### Work instructions
Could you reproduce, exactly and alone, the lines running from the one with "the glass base." to the end of the data below?

### Data

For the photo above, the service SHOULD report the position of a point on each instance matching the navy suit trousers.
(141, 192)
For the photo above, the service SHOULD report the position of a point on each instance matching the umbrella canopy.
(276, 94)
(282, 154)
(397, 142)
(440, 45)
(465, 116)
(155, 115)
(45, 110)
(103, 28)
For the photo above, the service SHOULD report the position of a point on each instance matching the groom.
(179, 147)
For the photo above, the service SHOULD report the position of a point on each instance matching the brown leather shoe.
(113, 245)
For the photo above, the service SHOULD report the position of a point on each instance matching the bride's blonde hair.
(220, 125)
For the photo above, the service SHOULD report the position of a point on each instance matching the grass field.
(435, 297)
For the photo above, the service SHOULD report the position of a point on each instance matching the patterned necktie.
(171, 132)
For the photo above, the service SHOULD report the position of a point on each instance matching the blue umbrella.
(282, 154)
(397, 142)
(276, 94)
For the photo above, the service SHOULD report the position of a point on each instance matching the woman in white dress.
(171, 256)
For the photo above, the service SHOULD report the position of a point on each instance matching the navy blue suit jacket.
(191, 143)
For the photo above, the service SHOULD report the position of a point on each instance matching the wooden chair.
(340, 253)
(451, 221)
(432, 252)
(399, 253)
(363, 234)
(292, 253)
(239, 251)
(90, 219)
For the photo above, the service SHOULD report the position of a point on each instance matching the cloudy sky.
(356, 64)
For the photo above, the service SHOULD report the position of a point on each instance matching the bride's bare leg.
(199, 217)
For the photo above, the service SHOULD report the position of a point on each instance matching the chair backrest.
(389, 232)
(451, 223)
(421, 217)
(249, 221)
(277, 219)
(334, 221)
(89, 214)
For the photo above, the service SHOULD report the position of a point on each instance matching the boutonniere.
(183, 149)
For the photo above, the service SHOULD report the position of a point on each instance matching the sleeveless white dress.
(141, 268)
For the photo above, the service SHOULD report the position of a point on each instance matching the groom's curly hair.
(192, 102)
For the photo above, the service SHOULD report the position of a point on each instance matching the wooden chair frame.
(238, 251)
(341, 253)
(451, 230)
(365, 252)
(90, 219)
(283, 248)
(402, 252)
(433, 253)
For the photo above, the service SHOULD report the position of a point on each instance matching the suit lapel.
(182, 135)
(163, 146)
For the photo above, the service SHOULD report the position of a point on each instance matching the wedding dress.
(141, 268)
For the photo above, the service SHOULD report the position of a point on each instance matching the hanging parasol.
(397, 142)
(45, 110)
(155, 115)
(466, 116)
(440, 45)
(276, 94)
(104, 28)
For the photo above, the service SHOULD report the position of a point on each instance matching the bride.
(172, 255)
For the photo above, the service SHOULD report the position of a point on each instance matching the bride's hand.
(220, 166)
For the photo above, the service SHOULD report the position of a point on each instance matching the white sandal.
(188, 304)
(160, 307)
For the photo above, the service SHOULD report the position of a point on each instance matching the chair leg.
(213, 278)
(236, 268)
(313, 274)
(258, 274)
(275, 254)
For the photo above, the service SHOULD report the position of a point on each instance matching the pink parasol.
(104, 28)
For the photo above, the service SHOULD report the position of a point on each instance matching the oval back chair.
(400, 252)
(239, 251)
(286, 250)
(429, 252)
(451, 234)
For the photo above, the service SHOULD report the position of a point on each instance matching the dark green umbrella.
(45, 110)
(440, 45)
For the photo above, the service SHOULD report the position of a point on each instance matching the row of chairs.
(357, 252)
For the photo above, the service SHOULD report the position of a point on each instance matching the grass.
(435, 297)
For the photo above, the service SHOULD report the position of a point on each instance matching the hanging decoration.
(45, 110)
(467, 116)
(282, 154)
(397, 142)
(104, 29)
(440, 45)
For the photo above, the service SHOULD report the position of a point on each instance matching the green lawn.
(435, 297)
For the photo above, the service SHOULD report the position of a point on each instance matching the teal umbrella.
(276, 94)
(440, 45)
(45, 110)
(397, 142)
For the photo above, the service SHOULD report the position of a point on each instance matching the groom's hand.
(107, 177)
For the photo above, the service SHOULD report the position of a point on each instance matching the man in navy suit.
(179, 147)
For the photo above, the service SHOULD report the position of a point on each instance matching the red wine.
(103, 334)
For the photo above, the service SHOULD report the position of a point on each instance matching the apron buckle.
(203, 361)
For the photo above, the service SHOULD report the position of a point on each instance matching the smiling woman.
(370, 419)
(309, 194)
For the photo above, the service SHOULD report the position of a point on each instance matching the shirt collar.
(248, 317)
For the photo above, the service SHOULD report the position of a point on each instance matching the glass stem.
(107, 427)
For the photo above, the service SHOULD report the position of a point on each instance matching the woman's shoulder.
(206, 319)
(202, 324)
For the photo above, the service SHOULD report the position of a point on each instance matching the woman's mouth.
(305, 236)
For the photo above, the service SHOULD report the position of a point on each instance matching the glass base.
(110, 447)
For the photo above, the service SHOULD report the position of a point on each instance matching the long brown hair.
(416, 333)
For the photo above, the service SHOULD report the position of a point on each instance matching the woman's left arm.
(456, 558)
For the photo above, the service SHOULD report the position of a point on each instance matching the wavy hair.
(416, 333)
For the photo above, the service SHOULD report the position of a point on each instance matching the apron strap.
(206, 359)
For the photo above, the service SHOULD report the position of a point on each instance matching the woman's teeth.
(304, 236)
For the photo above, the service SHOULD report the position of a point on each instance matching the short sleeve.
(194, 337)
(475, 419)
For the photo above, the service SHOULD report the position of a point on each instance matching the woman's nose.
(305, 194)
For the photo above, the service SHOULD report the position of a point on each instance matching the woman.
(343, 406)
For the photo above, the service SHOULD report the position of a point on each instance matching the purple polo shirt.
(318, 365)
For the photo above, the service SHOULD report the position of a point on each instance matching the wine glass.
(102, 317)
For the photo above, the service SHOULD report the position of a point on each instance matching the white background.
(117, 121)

### Output
For the photo above, the service SHOULD report the position of a point on each instance matching the glass base.
(110, 447)
For the photo above, the service SHOULD report the position of a point on each instance matching the long brown hair.
(416, 333)
For the photo above, the service SHOULD report the position of a point on each instance matching the woman's left arm.
(456, 558)
For the photo above, the service SHOULD report the position of a point on each instance matching the wavy hair.
(416, 333)
For the photo above, the service SHOULD report the position of a point on each instance matching the apron strap.
(206, 359)
For the photo above, the service SHOULD report the position of a point on each instance matching the woman's teeth.
(304, 236)
For the photo above, the service SHOULD report the position of a point on each instance matching the short sleeve.
(194, 337)
(475, 419)
For the photo above, the service SHOULD report the position of a point on each instance matching the woman's nose.
(305, 194)
For the photo above, the service SHOULD report the position of a point on each instance matching the woman.
(343, 406)
For the photo above, the service SHOULD report the position of a point on each instance matching the purple polo shirt.
(318, 365)
For the photo above, the service SHOULD report the position of a point on each instance matching the wine glass.
(102, 317)
For the photo above, the service SHOULD report the position of a point on each instance matching the white background.
(117, 121)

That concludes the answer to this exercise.